*Document passage*
►

Endless Summer: Victorian Era Pink Operculum Bracelet in 9ct Gold


The Natural World was one of the popular themes during the Victorian Era – following the success of Charles Darwin’s “Origin of Species” in 1859 the United Kingdom and it’s colonies, as well as much of the rest of the world, had a renewed interest in the world around them. This, of course, was reflected in the jewellery of the time.

Shell bracelets like this one were the height of fashion in the middle decades of the Victorian Era. Australian beaches offered some truly fascinatingly beautiful shells that were incorporated into jewellery – such as the iridescent marineer shell, which has been a favourite and important cultural item for the Australian Aboriginal people of Tasmania for time immemorial, the pearly neotrigonia clam shell found along the southern beaches of Australia, and the operculum of the Australian turban shells – such as this bracelet is made from.

‘Operculum’ loosely translates to “little lid”. It could be described as the door to a shell that keeps the mollusc who lives inside safe from predators. You might be familiar with the more common “cats eye” operculum that has an olive green colour and is often found in Victorian and Edwardian Era jewellery. The opercula in this bracelet belong to a distant cousin from more tropical waters. I haven’t been able to pinpoint exactly which family of gastropod these belong to, unfortunately, and COVID has closed the door on the resource I would usually turn to for help in identifying items like this.

Another similar bracelet can be found in the book “Australian Jewellers” by Cavill, Cocks and Grace on page 59 attributed to Caris Brothers of Perth and Adelaide. The book has mis-identified the shells as “jewfish bone” (mulloway).

This is a very sweet and rare example of  early Australian jewellery, incorporating our own marine life. Collectors of Australian jewellery will be thrilled with this delightful piece of history, as will anyone who has enjoyed long walks on our beautiful beaches, and spent time poking about in tide pools.

◄

*Check your understanding*
[A] Do these statements agree with the bracelet description? Answer yes or no for each, quoting the deciding words. (i) The bracelet is made from the operculum of Australian turban shells. (ii) The writer has identified the exact gastropod family the opercula come from. (iii) The "cats eye" operculum has an olive green color.
[B] Write what comes next in the bracelet description, picking up after its final sentence.
The records have no connection to the bracelet description.

*Study material*
►

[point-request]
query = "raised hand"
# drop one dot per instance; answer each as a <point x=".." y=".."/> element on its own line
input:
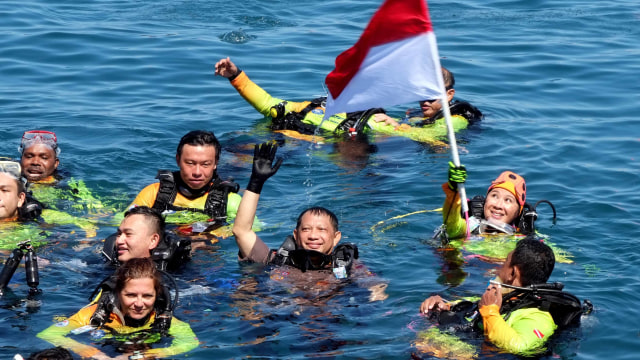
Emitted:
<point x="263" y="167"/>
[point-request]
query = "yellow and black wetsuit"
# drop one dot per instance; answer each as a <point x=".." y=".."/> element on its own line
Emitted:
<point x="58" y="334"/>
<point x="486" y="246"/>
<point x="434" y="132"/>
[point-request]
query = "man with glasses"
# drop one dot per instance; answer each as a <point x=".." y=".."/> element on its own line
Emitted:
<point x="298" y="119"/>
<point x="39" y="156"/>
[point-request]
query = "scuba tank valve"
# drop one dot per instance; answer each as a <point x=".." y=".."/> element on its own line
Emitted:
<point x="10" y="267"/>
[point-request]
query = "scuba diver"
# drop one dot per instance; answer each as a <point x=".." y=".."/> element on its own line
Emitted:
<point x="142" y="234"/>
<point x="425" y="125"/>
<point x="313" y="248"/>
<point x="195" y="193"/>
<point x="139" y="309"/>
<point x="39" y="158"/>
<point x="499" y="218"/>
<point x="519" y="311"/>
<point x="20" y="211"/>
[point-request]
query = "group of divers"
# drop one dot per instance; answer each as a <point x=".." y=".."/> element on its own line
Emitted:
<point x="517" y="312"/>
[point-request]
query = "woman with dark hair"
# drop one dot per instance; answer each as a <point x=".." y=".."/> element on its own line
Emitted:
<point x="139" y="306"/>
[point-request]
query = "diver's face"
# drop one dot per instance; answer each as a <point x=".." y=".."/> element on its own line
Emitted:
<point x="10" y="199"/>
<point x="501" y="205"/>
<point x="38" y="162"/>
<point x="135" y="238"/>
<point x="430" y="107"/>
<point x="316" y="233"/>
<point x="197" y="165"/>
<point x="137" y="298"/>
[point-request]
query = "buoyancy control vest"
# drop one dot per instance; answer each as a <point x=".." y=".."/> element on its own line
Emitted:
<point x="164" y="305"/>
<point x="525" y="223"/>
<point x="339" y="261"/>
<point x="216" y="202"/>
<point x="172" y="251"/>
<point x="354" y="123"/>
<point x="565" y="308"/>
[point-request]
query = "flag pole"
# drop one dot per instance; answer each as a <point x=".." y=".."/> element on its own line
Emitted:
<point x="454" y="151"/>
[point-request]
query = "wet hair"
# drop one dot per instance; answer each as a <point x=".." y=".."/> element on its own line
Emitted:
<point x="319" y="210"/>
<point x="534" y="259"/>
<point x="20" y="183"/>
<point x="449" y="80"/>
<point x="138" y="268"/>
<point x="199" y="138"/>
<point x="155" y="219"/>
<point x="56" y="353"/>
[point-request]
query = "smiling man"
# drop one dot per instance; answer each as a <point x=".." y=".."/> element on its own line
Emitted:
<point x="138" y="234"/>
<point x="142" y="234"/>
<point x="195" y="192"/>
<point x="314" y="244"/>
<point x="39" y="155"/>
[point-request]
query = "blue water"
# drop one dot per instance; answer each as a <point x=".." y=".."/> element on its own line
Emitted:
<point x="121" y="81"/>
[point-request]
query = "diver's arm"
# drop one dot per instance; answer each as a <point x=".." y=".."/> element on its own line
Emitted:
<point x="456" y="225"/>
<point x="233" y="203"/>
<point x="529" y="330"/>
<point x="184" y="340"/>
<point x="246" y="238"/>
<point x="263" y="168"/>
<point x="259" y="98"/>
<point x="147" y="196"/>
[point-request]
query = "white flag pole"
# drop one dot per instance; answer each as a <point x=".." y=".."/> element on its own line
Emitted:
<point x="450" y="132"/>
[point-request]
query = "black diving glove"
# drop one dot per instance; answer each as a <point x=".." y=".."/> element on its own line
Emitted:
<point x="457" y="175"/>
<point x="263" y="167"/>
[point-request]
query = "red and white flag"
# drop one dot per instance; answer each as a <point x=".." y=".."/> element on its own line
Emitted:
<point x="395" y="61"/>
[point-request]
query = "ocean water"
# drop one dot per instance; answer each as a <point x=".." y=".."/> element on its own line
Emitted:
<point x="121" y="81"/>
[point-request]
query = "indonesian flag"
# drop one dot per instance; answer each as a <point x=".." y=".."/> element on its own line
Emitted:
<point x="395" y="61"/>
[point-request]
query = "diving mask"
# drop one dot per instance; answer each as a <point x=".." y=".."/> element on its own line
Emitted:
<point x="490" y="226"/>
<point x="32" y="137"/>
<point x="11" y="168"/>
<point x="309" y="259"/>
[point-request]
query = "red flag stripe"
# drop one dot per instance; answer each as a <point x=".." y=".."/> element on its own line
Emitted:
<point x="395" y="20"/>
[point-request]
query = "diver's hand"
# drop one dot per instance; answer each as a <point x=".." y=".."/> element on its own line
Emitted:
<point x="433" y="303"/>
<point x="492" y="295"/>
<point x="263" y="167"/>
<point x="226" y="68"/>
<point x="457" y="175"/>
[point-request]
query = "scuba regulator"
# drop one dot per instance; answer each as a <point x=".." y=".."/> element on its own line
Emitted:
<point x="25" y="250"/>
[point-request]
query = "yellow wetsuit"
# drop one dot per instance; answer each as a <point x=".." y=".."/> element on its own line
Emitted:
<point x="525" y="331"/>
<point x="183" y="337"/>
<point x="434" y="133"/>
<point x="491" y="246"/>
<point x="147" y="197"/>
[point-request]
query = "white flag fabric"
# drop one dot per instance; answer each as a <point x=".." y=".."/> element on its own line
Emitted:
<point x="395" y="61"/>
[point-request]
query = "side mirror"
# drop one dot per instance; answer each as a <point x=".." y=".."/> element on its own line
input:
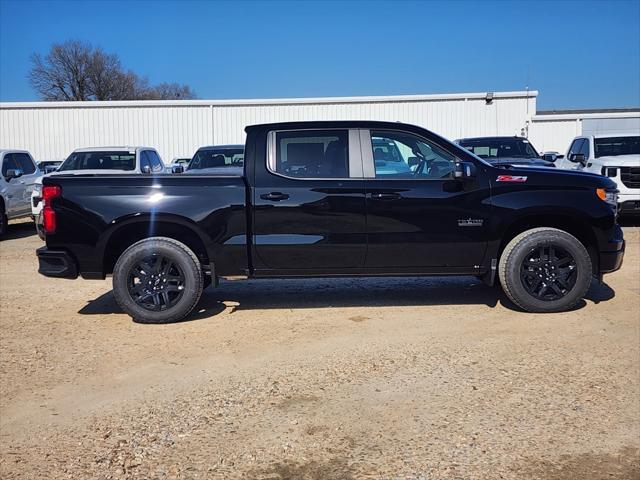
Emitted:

◄

*Your responses*
[A]
(i) Yes: "the operculum of the Australian turban shells – such as this bracelet is made from"
(ii) No: "I haven’t been able to pinpoint exactly which family of gastropod these belong to"
(iii) Yes: "has an olive green colour"

[B]
Hand made in 9ct rosy gold, each shell has been set into a multi-pronged coronet setting. The shells are arranged in a subtle gradation with the largest shells in the middle and the smaller at each end. The shells have subtle variation in colour from pale pink through to pale lavender. Two loops of gold link each shell to its neighbour. The gold is unmarked but has been verified as solid 9ct gold by XRF test.

The c-clasp is a replacement 9ct gold bolt ring, as the original was missing when I found it. I expect the original clasp was a gold heart padlock, which has since wandered off.

The bracelet is 17cm (6.7″) long and 13.1mm wide. It could be made longer with the addition of gold loops at each end. Weighs 9.4 grams.

In excellent antique condition, the shells are still lustrous with no chips or cracks. The original clasp was missing (it may have been a padlock of some description) and has been replaced with a classic 9ct bolt ring.


An Australian made pink operculum shell bracelet in 9ct rosy gold.

The bracelet is 17cm (6.7″) long and 13.1mm wide. It could be made longer with the addition of gold loops at each end. Weighs 9.4 grams.